• Required work: Reproduce every item below word for word, keeping each line unchanged and in the same order.

• Material shown:
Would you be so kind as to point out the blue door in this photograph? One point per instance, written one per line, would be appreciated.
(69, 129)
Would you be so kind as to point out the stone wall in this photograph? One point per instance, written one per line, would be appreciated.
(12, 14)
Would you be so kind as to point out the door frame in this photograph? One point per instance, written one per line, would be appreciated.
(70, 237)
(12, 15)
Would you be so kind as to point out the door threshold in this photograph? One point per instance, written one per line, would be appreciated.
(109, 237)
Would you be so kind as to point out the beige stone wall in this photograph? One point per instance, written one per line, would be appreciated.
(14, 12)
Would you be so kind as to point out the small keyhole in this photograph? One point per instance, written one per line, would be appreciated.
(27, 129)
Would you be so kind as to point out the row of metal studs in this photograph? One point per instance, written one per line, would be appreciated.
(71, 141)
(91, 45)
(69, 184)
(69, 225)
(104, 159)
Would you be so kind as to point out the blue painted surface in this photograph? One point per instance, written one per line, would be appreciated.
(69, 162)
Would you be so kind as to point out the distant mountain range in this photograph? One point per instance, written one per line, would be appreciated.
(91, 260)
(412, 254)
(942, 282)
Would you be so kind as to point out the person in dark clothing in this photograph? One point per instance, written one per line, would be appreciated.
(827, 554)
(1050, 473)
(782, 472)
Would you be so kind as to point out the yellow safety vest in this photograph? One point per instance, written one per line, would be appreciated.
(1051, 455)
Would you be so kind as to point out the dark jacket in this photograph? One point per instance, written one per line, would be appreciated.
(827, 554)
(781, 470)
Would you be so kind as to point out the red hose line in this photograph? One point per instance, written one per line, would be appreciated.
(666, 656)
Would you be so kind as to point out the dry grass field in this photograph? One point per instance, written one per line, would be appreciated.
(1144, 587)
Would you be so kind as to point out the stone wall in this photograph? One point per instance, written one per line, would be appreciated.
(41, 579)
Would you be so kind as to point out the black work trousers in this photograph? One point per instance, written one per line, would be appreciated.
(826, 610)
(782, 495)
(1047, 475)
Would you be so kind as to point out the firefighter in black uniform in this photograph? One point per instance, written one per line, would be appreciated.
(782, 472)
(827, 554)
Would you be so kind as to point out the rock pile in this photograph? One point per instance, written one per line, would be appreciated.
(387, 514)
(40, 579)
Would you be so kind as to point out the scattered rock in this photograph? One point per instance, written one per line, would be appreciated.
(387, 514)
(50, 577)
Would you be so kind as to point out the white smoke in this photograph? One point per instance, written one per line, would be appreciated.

• Reply to the task:
Would you be so kind as to point out the blue door in this photograph? One point per instance, written one per line, would be appreciated.
(69, 129)
Would you be so kind as to point out the stone wall in this photograph? One point per instance, written one per line, would be appreciated.
(12, 14)
Would you be so kind as to point out the door frame in this photograph? One point per instance, written one per line, would be appreciated.
(70, 237)
(12, 15)
Would you be so kind as to point out the door threshold in this photograph? One point per instance, written one per line, would be appreciated.
(109, 237)
Would you be so kind as to point out the beige stone wall in this photograph? One point per instance, written one per line, would be appreciated.
(14, 12)
Would you be so kind as to point out the small keyhole in this photograph? One point per instance, written one per line, would be appreciated.
(27, 129)
Would you be so kind as to point out the row of metal studs in this photograph? One point per instance, written one per line, would be appreciated.
(71, 141)
(91, 45)
(69, 184)
(69, 225)
(104, 159)
Would you be so kind as to point out the blue painted surface in this photograph? One point per instance, written one per line, would be appreciated.
(69, 162)
Would you be so kind as to point out the distant mountain range in this photograph? One point per instance, written one per line, would be appreciated.
(91, 260)
(412, 254)
(942, 282)
Would you be so kind as to point out the person in dark clothing in this photograph? One point per instance, written one per line, would be appreciated.
(827, 554)
(1050, 473)
(782, 472)
Would you be so kind as to point out the yellow safety vest in this photograph? One point per instance, written one per line, would be appreciated.
(1051, 455)
Would you be so kind as to point out the dark jacket in this photograph? One point per instance, written one per line, would be appreciated.
(827, 554)
(781, 470)
Would you be so kind as to point out the red hose line in this photograph? One point per instance, written one per line, would be appreciated.
(666, 656)
Would you be so kind as to point out the dry grass field in this photograph? One point per instance, written one per line, would be appreciated.
(1144, 587)
Would you be so kind as to point out the stone wall in this photograph? One point per instance, written one per line, would be appreciated.
(41, 579)
Would you be so kind as to point out the black work trousers in this photograph? One point per instance, written one per line, would be appreciated.
(826, 610)
(782, 495)
(1047, 475)
Would you be so kind as to point out the firefighter in black uniform in this photograph? One point per instance, written one per line, would be appreciated.
(782, 472)
(827, 554)
Would you be so kind as to point out the rock pile in this photograph? One point per instance, written one per line, would be appreciated.
(387, 514)
(40, 579)
Would you be so kind as to point out the scattered rock in this photograph? One point per instance, written one per line, would be appreciated.
(387, 514)
(50, 577)
Would you be so kind as to point out the white smoke in this photograph? One point per instance, written one per line, would be appreciated.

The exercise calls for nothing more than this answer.